§ Ausgewählter Text
• • • •

Beitrag von winnie »

Liebe Grete,

ganz klare Antwort: NEIN.
Kann man nicht.

Genauso gut könntest Du von jemandem mit einem akuten Bandscheibenvorfall verlangen (oder erwarten), daß er doch "wenigstens das KIND ins Auto heben könnte..."

Verstehst Du?

ALLES, was man von einem schwer Depressiven ERWARTET oder gar VERLANGT, setzt ihn unter Druck. Und wenn es auch noch so wenig aufwändig erscheint.

Und ich finde es dabei auch nicht einmal besonders bescheiden, wenn man von einem Menschen, der momentan kaum in der Lage ist, für sein nötigstes eigenes Überleben die Kraft aufzubringen, erwartet oder gar verlangt, daß er dabei auch noch regelmäßig an Rückmeldungen bei anderen denkt (und es dann auch tut!). Ob nun leere Mail oder nicht - er müßte es trotzdem TUN.
Und das kann er nicht.

Nein. In einer Depression ist jeder Handgriff, jeder Gedanke und jeder Kontakt zu anderen Menschen SCHWERSTARBEIT.

Gruß,
Winnie


P.S.:
@Leen, ich lese da eine gewisse Aggression bei Dir heraus.
Warum?

• • • •

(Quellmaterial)
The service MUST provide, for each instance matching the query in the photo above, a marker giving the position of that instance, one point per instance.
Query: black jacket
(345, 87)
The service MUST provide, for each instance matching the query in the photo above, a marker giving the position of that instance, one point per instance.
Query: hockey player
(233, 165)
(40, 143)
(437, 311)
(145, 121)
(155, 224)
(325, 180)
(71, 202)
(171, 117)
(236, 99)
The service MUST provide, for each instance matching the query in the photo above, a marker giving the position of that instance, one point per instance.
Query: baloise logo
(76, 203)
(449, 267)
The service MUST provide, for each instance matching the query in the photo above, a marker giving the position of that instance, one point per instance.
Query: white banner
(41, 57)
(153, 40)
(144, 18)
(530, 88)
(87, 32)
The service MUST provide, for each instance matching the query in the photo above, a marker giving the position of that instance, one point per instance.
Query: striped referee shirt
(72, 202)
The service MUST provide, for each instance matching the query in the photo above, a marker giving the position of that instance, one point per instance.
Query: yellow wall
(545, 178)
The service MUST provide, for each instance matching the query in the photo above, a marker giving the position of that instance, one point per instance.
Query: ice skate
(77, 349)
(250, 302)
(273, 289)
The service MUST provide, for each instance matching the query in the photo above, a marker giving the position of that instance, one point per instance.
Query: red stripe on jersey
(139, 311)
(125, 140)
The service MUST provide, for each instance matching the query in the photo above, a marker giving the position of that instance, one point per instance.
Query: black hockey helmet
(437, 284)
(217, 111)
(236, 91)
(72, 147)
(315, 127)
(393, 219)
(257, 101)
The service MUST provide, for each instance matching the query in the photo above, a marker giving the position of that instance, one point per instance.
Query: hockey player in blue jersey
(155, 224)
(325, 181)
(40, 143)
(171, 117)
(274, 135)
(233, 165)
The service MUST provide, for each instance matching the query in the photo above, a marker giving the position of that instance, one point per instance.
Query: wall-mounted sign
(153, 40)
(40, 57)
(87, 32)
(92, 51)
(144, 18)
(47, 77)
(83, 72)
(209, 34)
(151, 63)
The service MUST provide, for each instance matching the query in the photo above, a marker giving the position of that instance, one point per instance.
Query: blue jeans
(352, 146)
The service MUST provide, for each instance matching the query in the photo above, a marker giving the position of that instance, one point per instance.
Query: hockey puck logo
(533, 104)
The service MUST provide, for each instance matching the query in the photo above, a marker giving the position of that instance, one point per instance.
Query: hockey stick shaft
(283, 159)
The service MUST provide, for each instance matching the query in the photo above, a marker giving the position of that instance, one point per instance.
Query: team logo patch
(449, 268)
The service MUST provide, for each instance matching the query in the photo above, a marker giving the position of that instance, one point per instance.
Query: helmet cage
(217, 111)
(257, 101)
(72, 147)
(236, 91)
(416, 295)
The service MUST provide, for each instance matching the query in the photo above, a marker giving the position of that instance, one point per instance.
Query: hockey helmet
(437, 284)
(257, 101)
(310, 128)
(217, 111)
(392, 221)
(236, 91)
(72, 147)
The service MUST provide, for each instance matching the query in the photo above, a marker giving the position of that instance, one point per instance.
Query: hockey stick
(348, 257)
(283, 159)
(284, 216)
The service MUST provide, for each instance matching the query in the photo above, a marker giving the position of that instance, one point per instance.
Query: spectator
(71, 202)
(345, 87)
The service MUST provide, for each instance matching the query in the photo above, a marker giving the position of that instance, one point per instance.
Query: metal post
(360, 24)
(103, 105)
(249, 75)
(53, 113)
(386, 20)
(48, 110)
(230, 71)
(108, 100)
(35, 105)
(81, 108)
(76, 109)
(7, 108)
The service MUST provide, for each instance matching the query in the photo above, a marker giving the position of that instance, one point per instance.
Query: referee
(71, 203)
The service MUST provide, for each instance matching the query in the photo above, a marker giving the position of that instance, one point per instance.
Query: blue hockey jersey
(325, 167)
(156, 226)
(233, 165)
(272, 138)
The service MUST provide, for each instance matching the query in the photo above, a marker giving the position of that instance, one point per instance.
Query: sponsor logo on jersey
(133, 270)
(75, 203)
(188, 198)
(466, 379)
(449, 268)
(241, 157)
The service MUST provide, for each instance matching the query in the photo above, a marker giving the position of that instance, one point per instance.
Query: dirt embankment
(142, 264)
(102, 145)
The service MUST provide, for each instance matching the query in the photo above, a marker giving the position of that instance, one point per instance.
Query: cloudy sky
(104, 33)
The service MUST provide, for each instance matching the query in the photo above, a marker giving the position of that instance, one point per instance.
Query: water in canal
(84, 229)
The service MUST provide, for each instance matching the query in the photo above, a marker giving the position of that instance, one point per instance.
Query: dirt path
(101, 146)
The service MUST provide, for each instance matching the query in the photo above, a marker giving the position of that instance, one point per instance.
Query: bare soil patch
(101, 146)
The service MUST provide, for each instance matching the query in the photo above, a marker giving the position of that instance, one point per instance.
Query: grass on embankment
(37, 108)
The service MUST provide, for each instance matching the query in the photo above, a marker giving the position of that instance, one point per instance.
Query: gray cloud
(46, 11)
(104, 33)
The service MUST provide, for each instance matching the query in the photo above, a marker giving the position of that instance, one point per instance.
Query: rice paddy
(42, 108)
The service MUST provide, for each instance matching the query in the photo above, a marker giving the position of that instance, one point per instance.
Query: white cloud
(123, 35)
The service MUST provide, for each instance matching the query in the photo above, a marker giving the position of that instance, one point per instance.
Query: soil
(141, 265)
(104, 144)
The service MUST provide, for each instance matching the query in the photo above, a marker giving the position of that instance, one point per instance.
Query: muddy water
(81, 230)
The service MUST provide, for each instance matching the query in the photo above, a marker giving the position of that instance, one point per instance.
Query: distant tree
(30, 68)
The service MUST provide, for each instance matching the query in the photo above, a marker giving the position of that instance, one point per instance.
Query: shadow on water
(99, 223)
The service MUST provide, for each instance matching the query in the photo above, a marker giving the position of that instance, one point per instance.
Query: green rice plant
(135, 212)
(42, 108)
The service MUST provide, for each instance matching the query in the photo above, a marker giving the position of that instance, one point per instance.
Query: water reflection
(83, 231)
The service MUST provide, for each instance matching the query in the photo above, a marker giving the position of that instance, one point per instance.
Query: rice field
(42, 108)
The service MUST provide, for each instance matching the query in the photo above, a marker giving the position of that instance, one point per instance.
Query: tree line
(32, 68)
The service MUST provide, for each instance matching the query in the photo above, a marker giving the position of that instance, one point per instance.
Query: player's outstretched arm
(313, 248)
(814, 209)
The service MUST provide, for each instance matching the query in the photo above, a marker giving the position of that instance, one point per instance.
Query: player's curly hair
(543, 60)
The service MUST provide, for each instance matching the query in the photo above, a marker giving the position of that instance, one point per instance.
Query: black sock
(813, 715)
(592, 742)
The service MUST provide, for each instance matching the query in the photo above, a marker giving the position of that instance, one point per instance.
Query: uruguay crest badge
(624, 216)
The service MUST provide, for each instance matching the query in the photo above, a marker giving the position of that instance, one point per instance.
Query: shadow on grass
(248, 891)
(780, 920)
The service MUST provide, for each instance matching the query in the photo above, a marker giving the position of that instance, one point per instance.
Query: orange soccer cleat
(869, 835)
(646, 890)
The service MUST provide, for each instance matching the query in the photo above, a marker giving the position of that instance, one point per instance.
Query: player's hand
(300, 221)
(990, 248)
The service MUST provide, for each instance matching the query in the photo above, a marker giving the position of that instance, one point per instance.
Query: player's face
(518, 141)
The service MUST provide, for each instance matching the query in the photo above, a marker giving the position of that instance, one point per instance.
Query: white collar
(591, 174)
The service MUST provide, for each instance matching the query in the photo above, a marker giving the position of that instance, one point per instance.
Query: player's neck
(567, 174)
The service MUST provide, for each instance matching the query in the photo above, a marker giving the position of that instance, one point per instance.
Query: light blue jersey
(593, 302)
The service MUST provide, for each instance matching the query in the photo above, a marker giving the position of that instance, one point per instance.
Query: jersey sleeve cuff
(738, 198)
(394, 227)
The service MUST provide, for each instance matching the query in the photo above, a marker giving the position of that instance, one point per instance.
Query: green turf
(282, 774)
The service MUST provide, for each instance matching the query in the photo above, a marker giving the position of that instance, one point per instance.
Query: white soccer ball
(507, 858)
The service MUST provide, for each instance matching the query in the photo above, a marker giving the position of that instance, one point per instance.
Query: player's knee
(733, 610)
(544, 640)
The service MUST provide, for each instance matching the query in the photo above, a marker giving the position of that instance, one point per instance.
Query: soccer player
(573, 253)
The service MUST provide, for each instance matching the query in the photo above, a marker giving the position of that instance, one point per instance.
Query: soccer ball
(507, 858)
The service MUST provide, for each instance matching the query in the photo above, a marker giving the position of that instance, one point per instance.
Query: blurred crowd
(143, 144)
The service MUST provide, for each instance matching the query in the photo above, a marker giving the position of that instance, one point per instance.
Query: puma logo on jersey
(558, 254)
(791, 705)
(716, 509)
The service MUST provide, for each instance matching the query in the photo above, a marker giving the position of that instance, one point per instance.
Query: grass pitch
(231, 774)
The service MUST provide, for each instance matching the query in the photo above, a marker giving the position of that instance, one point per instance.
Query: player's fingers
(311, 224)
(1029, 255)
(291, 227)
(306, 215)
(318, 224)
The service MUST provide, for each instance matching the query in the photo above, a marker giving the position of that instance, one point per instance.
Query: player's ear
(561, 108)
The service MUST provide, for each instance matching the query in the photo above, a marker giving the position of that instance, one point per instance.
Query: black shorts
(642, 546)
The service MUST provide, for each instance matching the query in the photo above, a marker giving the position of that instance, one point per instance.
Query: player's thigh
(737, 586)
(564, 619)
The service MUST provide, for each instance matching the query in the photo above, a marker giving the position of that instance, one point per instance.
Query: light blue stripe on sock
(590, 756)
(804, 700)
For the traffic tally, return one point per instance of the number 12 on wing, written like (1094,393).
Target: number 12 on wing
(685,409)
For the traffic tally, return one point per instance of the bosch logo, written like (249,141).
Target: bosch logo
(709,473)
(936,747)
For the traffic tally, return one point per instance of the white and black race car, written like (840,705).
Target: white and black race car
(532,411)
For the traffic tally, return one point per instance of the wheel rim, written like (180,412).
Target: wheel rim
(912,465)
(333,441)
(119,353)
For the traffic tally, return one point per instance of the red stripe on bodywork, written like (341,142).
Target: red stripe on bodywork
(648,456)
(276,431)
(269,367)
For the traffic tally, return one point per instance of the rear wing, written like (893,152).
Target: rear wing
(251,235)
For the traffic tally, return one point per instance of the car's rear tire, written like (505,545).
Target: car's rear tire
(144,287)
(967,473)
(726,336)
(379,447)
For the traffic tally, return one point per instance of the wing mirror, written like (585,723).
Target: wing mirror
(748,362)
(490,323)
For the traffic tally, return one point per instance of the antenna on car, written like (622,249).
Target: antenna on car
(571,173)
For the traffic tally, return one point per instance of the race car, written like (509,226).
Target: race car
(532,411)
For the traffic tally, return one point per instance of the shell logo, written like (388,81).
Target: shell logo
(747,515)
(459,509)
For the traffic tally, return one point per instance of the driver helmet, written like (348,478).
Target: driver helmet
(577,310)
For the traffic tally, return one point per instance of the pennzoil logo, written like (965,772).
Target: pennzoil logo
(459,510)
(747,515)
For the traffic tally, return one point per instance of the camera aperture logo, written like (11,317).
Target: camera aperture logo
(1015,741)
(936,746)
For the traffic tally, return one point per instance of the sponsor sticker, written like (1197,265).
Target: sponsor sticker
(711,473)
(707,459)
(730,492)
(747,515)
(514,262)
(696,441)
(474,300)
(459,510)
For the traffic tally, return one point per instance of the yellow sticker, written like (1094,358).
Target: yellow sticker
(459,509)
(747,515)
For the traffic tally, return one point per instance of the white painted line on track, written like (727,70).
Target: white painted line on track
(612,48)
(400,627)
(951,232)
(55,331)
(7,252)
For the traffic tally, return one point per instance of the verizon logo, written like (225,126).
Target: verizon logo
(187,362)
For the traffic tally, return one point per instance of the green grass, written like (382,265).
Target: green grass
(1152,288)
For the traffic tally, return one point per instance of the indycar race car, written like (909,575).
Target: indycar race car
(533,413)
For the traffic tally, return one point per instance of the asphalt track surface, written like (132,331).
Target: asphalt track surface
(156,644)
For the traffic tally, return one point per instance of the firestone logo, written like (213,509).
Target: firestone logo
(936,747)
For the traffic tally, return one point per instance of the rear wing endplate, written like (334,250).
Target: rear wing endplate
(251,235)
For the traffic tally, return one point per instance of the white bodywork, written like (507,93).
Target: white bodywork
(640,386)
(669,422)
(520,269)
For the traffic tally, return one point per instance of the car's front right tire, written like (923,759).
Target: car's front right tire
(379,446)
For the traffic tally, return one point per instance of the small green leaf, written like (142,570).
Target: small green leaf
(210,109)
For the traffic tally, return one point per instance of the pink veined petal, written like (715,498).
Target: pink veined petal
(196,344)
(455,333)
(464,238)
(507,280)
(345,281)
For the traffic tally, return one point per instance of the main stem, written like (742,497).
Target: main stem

• • • •

Schreibe den Forumsbeitrag über Depression im Anschluss an seinen letzten Satz weiter. Das Material stammt aus einer anderen Quelle als der Forumsbeitrag.

§ Ergebnis
Ich meinte das schließlich nicht abwertend, sondern antwortete lediglich auf die Fragen in Deinem Bericht. Und das aus durchaus freundlichen Beweggründen heraus. Wenn hier im Forum jemand ein Problem schildert, versuchen wir nämlich in aller Regel, aus unseren eigenen Erfahrungen heraus zu raten. Nichts anderes hatte ich im Sinn.
Es tut mir deshalb ja schrecklich leid, aber wenn Du keine Antworten willst, hättest Du eben nicht fragen dürfen.

Und mein Eindruck aus dem, WAS Du schreibst, und genauso WIE Du es schreibst, war nun mal jener, wie ich es weiter oben schrieb: Du willst Deinen Freund ganz offensichtlich für DICH nutzen können - und im Zuge dessen überrollst Du alles.
Sorry, aber so kommt es mir halt vor.

Was Du mit Deiner Erwiderung darauf ("meine Welt", "Du bist auch so einer..." usw.) sagen willst, kapiere ich allerdings nicht wirklich.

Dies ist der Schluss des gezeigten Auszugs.